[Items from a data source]
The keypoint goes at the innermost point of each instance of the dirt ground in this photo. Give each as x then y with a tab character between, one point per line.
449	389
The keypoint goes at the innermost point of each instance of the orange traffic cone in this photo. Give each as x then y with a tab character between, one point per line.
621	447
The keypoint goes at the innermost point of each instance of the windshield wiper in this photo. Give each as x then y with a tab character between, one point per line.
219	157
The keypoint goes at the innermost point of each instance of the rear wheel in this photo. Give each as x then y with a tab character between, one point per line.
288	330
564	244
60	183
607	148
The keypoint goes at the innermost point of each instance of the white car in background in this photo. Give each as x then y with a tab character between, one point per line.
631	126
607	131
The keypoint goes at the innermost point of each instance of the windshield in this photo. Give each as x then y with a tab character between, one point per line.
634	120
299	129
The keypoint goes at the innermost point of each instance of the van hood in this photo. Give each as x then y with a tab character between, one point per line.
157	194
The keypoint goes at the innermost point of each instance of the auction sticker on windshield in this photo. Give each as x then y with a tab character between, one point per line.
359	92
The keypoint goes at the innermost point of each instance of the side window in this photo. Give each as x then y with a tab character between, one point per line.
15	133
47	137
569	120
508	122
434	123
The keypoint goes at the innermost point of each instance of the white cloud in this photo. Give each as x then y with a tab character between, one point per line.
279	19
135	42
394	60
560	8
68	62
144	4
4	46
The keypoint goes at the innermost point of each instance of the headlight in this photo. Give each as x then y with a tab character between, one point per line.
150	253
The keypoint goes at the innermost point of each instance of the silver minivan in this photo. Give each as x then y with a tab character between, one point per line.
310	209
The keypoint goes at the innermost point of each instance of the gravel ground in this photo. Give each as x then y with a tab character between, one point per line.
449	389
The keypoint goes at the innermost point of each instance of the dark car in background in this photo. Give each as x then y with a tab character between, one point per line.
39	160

EXERCISE AIM -> Produce the entries again, character for character.

FINAL ANSWER ->
The keypoint goes at the innermost point of each instance of the dirt ground in this photo. Give each as x then y with a tab character between, one point per line.
449	389
The keypoint goes at the innermost point of each instance of the orange traffic cone in this photo. Give each as x then y with a tab character between, one point per line.
621	447
The keypoint goes at the innermost point of each instance of the windshield wiper in this photo. Give each as x then y with a tab character between, one point per line.
219	157
The keypoint goes at the innermost point of each instance of the rear wheel in this photo. Give each as x then y with a tab character between, one point per line.
288	330
564	244
60	183
607	148
The keypoint goes at the innermost point of each instance of the white car in background in this photo. Give each as x then y with a tab character between, one point per line.
631	126
607	131
The keypoint goes at the innermost point of each instance of the windshield in this photo. Give each as x then y with a tab character between, one point per line.
634	120
299	129
The keypoint goes at the innermost point of each instance of the van hood in this photo. Give each as x then y with a tab character between, one point per line.
157	194
The keypoint goes at the innermost point of each instance of the auction sticker on windshield in this photo. Give each as x then y with a tab character between, one point per line.
359	92
The keypoint goes at the innermost point of each instance of the side window in this photo. Give each as x then y with a tab character between, one point per line.
15	133
47	137
569	120
508	122
434	123
The keypoint goes at the innermost point of each instance of the white cloud in this photo. Give each as x then y with a tab character between, one point per line.
279	19
135	42
394	60
560	8
68	62
144	4
4	46
The keypoint goes at the innermost point of each instance of the headlight in this photo. Give each as x then y with a tab character between, one point per line.
150	253
The keypoint goes at the innermost point of each instance of the silver minivan in this photo. Give each as x then y with a tab character between, one point per line.
310	209
The keypoint goes at the innermost point of each instance of the gravel ground in this photo. Give each as x then y with a tab character between, one point per line.
449	389
The keypoint goes at the innermost point of each instance of the dark car in background in this photo. Give each as x then y with a tab character between, one point per line.
39	160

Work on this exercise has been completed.